* [Exercise directions]
Quote everything in the Margaret Phelan text below from "She would have" down to "Dick, predeceased her.", word for word.

* [Reading passage]

------------------------------------------------------------------------

In 1962, largely at her instigation, the Kilkenny Archaeological Society purchased Rothe House, a Tudor merchant's house in the heart of the city. The building was dilapidated and the debt was substantial.

Margaret Phelan organised coffee mornings, raffles and sales of work to raise money. She lectured and fund-raised throughout Ireland, Britain and the US. Her kindly, gracious and unassuming nature won many friends and opened many doors. Rothe House opened to the public in 1966 and the restoration was completed in 1995. The resultant complex is the finest suite of renaissance urban buildings in Ireland.

The restoration of Rothe House gave Kilkenny a new pride in its past. Other restorations followed - at Kyteler's Inn, the Shee Alms House and Kilkenny Castle - and, within 20 years Kilkenny's tourism industry was transformed.

In the 1960s Kilkenny attracted the occasional visiting angler but by the 1980s it had become a significant stop on the heritage trail. Hotels, restaurants and tourism services blossomed.

Margaret Phelan's role in the enhancement of the city was recognised in 1987 when she was conferred with the freedom of Kilkenny. It was a popular decision and the corporation was widely applauded for the wisdom of its choice. Margaret Phelan was delighted. It was the greatest honour a Kilkenny person could receive.

She was interested in all aspects of Kilkenny's history and contributed something to virtually every issue of the Old Kilkenny Review from its inception in 1948 to the current volume.

From the moment of her birth the muse of history smiled upon her. The family's William St home had belonged to Robert Cane, a former mayor of Kilkenny, and she was born in the very room in which Thomas Carlyle had stayed during his visit to the city in 1849.

She was particularly interested in tombstones and memorials. She recorded all of the city's graveyard inscriptions and she possessed an unrivalled knowledge of the genealogical links between the old civic families.

The medieval and renaissance tombs were a favourite study which, in conjunction with the late Helen Roe, she brought to national attention. She wrote several pioneering papers on the subject and, in her 96th year, published an important study of the 16th and 17th century O'Kerin school of monumental sculpture.

Whether dealing with the past or the present, her abiding interest was people.

The value and frailty of human life was brought home to her at an early age. Her half-brother Tommy, wounded and having lost an eye, was sent home from the front in 1915 and the two formed a close bond during his period of recovery. A year later, in November 1916, he was killed in action at Grandcourt, near Arras.

Throughout her life Margaret Phelan had no time for partisanship or isms of any sort. Her interest lay in people, in the wonder of the individual, and in the variety of human experience.

She was a masterly correspondent. She often remarked that "writing a letter might do some good, while all that was lost was a stamp". During her final year, when her correspondence was not as extensive as formerly, she wrote 1,200 letters.

She had a lively interest in sports and games. As a student she played hockey for Munster, she was an able golfer and an adept player of bridge. She was lady captain of Kilkenny Golf Club in 1931 and its first lady president in 1993-1994.

She would have been touched by the civic ritual at her funeral. Sergeants-at-arms carried the civic sword and mace in state while the mayor and corporation, in their robes and chains of office, walked bareheaded in the rain. It was not just that it symbolised a city in mourning. Her historical sensibility would immediately have made the link with the civic ceremonies afforded Wentworth and Rinuccini (also in the rain). It is in such a pantheon that Margaret Phelan belongs.

Arguably Kilkenny's greatest daughter, she was very proud of her city and brought great honour upon it. It was only fitting that the city was equally proud of her.

Margaret Phelan is survived by her daughters Ellen, Peggy, Breda and Hendy, by her son Bill, and by her sister Nin. Her husband William, her sister Eva, her brothers Jack and Paddy, and her half-brothers Peter, Tommy and Dick, predeceased her.

------------------------------------------------------------------------

* [Data under study]
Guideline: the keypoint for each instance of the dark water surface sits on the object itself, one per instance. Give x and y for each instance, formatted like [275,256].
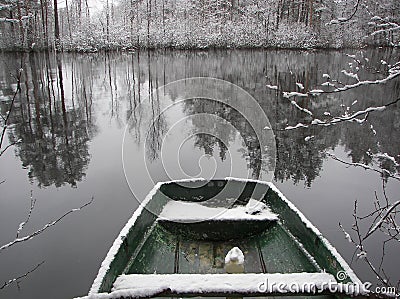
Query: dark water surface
[71,117]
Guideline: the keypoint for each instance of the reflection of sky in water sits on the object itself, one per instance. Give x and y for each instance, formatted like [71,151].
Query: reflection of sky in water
[98,109]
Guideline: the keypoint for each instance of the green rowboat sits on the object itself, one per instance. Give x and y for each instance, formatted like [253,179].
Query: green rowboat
[176,242]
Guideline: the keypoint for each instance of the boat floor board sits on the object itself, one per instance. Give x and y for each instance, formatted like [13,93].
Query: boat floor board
[272,251]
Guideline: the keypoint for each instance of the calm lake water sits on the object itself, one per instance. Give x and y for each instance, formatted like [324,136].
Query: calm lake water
[77,112]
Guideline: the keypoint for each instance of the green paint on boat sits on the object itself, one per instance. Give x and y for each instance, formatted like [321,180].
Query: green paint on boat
[159,246]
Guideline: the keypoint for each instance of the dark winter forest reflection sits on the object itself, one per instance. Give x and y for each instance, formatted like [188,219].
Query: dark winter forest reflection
[69,119]
[55,116]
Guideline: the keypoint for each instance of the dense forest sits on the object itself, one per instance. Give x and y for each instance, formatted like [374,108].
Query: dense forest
[75,25]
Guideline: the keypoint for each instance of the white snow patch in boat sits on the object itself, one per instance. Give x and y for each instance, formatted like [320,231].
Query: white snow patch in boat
[180,211]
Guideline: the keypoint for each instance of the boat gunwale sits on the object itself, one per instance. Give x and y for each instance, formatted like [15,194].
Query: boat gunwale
[113,251]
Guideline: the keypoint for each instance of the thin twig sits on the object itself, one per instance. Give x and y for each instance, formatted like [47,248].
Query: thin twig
[17,279]
[39,231]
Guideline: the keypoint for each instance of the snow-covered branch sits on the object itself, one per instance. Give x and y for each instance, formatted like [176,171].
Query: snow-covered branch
[17,279]
[353,117]
[394,72]
[385,216]
[383,172]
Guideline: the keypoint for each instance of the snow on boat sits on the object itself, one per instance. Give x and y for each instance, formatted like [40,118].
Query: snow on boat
[176,244]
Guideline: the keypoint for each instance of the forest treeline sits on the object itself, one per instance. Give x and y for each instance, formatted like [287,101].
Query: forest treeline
[127,24]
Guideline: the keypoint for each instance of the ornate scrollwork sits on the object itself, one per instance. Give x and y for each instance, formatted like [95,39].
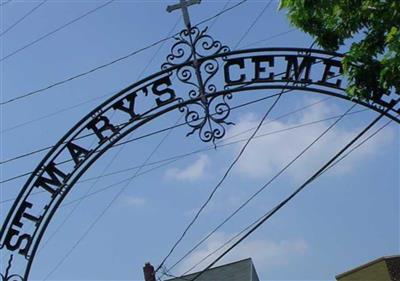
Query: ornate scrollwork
[209,120]
[207,115]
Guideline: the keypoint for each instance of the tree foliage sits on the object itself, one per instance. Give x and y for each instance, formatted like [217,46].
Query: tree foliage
[372,63]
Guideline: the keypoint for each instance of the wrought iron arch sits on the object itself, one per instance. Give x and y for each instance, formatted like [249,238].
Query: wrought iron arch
[210,75]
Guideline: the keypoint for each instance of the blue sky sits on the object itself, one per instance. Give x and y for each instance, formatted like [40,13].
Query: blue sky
[347,217]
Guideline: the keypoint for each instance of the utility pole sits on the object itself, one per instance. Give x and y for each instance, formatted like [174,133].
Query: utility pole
[149,273]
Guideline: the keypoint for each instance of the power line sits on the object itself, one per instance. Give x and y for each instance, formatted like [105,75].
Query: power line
[270,213]
[220,182]
[49,147]
[56,30]
[254,195]
[270,37]
[215,20]
[132,140]
[96,98]
[61,82]
[62,110]
[97,219]
[112,160]
[259,219]
[175,158]
[23,17]
[226,174]
[253,24]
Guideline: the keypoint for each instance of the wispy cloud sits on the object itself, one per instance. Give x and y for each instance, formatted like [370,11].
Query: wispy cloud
[266,155]
[192,172]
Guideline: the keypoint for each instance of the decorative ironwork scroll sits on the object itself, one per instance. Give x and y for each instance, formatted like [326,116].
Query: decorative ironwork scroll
[208,115]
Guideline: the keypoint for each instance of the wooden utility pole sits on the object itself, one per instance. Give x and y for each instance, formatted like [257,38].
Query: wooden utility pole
[149,274]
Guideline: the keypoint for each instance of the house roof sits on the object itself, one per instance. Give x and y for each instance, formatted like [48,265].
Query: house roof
[242,270]
[393,262]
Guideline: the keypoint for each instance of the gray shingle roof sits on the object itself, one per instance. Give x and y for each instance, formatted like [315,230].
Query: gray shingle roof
[243,270]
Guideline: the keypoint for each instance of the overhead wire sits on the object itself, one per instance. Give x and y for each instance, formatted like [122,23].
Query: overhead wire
[61,82]
[211,195]
[66,218]
[31,11]
[270,37]
[274,210]
[259,219]
[257,193]
[97,219]
[172,159]
[55,31]
[214,190]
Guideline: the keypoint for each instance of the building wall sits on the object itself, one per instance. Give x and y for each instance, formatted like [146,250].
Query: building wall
[375,272]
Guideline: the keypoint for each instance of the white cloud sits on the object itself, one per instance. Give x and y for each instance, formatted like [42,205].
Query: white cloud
[134,201]
[265,156]
[266,253]
[192,172]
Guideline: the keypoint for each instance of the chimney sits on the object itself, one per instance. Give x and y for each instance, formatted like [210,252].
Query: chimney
[149,274]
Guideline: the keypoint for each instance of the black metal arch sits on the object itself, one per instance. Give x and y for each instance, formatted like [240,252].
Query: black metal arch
[206,108]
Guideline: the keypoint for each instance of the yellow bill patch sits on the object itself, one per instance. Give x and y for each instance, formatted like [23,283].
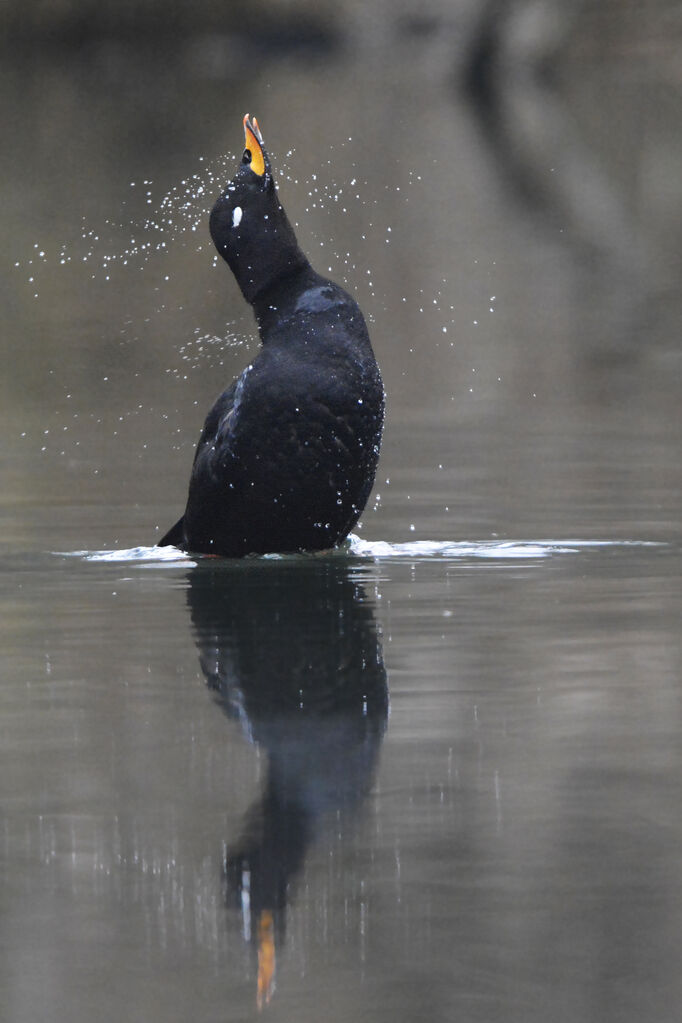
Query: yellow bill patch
[253,143]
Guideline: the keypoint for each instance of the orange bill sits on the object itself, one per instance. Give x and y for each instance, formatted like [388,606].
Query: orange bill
[266,959]
[254,142]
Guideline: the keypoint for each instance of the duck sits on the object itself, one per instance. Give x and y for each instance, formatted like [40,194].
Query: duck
[288,452]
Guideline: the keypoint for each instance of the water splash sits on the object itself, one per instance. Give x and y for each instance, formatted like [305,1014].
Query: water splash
[379,550]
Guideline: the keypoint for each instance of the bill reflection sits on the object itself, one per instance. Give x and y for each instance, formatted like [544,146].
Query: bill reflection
[291,652]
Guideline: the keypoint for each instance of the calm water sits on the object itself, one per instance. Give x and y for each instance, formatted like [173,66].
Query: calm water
[438,774]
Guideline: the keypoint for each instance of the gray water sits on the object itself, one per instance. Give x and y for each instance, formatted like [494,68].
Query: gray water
[437,773]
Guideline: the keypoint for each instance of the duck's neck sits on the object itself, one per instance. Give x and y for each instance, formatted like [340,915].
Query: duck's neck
[278,301]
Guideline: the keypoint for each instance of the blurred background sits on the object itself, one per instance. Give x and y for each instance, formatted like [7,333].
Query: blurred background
[498,183]
[197,762]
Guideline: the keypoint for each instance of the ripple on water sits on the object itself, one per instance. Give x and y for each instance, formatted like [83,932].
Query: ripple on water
[381,550]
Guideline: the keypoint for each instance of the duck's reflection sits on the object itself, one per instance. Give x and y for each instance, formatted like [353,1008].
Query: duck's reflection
[291,651]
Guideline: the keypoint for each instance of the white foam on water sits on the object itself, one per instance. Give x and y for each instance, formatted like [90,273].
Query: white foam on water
[382,550]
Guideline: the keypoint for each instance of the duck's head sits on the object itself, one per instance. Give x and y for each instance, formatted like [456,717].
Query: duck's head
[248,225]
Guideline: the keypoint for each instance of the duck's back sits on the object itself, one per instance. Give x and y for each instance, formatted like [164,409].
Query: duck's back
[287,456]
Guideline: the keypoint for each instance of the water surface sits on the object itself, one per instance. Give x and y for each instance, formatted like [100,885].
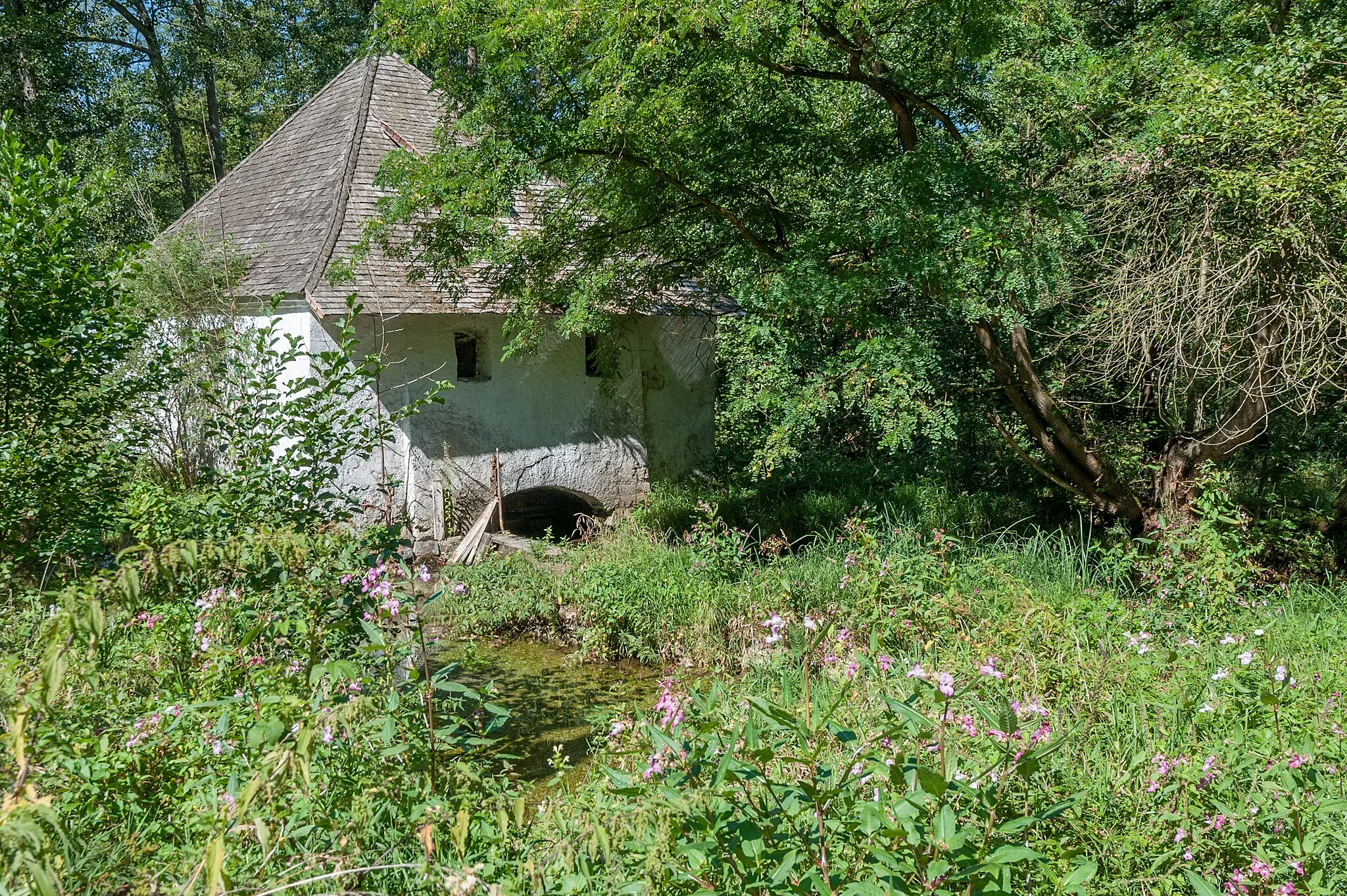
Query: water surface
[552,700]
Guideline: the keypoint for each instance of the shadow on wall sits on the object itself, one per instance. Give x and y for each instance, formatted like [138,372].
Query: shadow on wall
[532,511]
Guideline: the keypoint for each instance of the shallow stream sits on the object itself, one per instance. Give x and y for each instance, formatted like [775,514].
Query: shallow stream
[551,699]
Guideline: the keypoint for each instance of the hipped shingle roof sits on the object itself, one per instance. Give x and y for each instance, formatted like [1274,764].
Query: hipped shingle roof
[302,199]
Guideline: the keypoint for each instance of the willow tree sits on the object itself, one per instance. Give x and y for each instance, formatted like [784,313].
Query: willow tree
[833,164]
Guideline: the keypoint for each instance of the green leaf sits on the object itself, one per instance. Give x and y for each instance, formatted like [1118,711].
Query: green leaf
[931,781]
[1012,853]
[1199,884]
[1079,876]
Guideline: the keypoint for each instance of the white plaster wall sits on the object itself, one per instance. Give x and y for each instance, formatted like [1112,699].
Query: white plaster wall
[552,425]
[602,438]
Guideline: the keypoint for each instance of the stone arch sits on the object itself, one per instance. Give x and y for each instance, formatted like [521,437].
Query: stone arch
[532,511]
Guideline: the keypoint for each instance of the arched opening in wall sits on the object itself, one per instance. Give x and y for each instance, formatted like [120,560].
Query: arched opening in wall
[532,511]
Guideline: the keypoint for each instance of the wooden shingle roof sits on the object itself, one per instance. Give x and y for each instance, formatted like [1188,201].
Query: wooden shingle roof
[301,200]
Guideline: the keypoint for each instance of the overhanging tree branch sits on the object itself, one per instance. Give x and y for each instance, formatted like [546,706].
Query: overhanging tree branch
[618,155]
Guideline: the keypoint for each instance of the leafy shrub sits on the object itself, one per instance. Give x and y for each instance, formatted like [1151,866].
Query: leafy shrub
[784,797]
[281,440]
[68,329]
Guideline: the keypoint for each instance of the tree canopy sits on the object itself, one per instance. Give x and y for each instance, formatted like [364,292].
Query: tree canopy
[1148,191]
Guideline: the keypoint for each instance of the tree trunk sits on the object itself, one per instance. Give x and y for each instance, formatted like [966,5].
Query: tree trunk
[1086,474]
[1078,469]
[213,136]
[1183,455]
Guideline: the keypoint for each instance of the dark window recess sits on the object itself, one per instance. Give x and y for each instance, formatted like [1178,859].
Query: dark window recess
[592,367]
[465,349]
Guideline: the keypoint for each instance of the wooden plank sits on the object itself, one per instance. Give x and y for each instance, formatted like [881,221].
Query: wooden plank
[466,551]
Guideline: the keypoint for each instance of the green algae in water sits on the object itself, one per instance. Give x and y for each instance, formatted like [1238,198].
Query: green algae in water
[551,699]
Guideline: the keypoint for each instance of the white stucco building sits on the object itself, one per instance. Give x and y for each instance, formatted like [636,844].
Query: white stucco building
[570,440]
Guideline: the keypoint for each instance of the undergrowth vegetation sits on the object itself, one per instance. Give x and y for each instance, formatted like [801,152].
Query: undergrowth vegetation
[1006,713]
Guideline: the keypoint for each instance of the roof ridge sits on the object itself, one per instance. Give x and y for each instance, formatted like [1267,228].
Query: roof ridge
[339,214]
[270,137]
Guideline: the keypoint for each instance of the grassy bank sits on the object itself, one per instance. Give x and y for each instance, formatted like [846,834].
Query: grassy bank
[1142,735]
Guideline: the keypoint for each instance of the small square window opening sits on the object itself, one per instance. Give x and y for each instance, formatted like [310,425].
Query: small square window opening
[465,352]
[592,367]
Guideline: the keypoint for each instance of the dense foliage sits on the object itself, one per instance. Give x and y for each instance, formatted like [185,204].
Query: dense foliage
[1017,571]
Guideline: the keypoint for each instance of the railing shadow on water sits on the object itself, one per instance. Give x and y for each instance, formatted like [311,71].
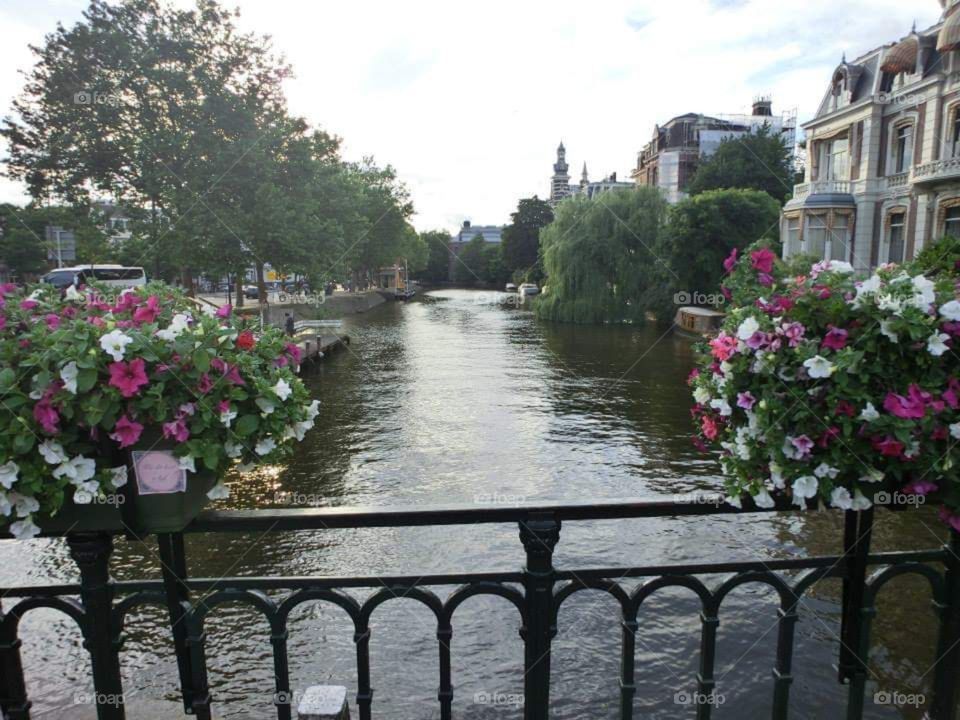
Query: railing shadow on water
[100,605]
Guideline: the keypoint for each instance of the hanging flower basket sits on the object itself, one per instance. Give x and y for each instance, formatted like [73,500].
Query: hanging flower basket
[123,411]
[829,388]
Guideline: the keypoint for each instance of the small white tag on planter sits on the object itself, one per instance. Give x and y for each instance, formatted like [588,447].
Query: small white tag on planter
[158,472]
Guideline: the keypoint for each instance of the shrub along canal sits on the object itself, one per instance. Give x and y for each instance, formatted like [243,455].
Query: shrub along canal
[458,397]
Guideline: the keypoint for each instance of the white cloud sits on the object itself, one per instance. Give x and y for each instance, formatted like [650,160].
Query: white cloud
[469,101]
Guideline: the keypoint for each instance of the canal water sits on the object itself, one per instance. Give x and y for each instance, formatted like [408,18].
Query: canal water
[462,397]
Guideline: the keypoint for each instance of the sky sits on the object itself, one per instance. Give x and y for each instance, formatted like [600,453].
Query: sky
[468,101]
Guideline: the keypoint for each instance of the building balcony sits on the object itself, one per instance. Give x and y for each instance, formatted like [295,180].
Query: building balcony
[898,180]
[832,193]
[936,171]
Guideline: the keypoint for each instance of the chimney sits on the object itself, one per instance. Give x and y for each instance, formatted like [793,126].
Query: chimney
[763,106]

------------------------------------------------------------------------

* [Response area]
She would have been touched by the civic ritual at her funeral. Sergeants-at-arms carried the civic sword and mace in state while the mayor and corporation, in their robes and chains of office, walked bareheaded in the rain. It was not just that it symbolised a city in mourning. Her historical sensibility would immediately have made the link with the civic ceremonies afforded Wentworth and Rinuccini (also in the rain). It is in such a pantheon that Margaret Phelan belongs.

Arguably Kilkenny's greatest daughter, she was very proud of her city and brought great honour upon it. It was only fitting that the city was equally proud of her.

Margaret Phelan is survived by her daughters Ellen, Peggy, Breda and Hendy, by her son Bill, and by her sister Nin. Her husband William, her sister Eva, her brothers Jack and Paddy, and her half-brothers Peter, Tommy and Dick, predeceased her.